PROBLEM DESCRIPTION: Note each line of the listing that contains the string "tennis", and copy it.

THE RECORDS:
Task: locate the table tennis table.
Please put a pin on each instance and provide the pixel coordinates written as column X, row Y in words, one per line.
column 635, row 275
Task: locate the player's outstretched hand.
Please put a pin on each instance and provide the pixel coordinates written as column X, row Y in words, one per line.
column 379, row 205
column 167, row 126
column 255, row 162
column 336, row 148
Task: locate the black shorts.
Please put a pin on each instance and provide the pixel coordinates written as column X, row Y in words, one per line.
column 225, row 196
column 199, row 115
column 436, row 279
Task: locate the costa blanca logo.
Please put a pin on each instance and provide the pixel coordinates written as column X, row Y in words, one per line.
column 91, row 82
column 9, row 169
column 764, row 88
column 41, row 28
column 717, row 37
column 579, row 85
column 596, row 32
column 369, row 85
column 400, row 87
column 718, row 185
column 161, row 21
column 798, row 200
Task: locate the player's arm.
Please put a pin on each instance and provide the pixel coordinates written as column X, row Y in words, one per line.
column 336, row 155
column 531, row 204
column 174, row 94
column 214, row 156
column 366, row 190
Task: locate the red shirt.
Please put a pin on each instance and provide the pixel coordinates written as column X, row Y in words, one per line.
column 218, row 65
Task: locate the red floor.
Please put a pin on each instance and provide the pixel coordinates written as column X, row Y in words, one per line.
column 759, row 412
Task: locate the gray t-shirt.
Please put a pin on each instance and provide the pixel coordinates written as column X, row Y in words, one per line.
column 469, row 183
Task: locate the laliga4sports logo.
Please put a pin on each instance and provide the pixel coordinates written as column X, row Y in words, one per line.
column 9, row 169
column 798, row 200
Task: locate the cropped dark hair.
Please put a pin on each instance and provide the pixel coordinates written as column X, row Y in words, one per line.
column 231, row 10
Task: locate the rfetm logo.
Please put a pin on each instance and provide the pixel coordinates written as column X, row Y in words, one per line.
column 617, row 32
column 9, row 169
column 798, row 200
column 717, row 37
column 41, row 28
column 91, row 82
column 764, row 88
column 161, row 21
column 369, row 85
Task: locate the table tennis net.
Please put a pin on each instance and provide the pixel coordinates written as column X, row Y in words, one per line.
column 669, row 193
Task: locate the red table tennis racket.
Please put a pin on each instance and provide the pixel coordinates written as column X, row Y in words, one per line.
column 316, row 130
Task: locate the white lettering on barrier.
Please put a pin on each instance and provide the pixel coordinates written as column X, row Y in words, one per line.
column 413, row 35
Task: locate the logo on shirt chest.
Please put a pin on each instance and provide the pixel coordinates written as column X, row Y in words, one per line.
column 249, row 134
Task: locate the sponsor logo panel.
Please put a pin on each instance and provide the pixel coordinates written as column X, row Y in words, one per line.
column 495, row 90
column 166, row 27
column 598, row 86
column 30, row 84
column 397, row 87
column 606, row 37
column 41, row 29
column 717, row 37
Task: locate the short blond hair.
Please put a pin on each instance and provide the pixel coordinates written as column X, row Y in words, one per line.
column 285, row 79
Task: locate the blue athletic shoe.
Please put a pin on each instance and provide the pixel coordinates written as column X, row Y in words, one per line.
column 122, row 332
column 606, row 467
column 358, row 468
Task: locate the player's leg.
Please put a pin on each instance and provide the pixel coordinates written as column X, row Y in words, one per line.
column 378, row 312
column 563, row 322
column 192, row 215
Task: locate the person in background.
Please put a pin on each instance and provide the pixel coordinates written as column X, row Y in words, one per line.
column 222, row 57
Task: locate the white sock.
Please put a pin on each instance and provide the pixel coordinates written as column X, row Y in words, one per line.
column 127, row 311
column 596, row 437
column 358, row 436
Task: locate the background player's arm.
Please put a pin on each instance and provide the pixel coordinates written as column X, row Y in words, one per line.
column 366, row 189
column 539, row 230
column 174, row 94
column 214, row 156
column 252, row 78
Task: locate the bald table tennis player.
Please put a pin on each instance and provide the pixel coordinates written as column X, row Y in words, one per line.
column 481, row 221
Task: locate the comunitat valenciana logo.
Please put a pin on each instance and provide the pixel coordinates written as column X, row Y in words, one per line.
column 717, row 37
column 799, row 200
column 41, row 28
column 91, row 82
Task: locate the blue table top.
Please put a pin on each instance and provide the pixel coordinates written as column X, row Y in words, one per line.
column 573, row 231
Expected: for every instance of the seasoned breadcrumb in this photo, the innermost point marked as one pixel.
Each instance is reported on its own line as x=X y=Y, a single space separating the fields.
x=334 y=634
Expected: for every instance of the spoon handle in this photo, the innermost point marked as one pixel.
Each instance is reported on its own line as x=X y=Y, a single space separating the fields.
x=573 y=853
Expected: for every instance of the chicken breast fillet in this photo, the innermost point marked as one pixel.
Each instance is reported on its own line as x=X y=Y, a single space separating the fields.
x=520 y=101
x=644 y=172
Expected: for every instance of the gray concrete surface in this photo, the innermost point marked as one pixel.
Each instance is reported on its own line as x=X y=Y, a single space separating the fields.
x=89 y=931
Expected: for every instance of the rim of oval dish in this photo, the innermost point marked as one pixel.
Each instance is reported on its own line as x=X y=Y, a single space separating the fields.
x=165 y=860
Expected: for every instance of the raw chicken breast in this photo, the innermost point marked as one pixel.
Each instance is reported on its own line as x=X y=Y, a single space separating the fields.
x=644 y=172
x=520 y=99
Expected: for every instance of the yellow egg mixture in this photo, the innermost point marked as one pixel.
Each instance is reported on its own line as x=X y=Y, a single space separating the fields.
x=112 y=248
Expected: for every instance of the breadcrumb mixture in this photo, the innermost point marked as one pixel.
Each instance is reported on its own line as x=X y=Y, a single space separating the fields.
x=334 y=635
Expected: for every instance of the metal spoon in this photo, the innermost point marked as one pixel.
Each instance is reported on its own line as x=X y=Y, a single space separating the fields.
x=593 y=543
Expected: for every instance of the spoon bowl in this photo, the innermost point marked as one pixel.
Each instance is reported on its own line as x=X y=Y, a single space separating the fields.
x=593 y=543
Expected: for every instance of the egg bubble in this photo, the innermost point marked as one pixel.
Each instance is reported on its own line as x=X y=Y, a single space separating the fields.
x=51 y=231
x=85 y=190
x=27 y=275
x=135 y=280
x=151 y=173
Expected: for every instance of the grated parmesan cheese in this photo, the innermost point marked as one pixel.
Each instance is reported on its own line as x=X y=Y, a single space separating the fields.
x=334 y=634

RESPONSE:
Task: locate the table tennis table.
Task: locate the table tennis net.
Task: locate the red table tennis racket.
Task: locate the bald table tennis player.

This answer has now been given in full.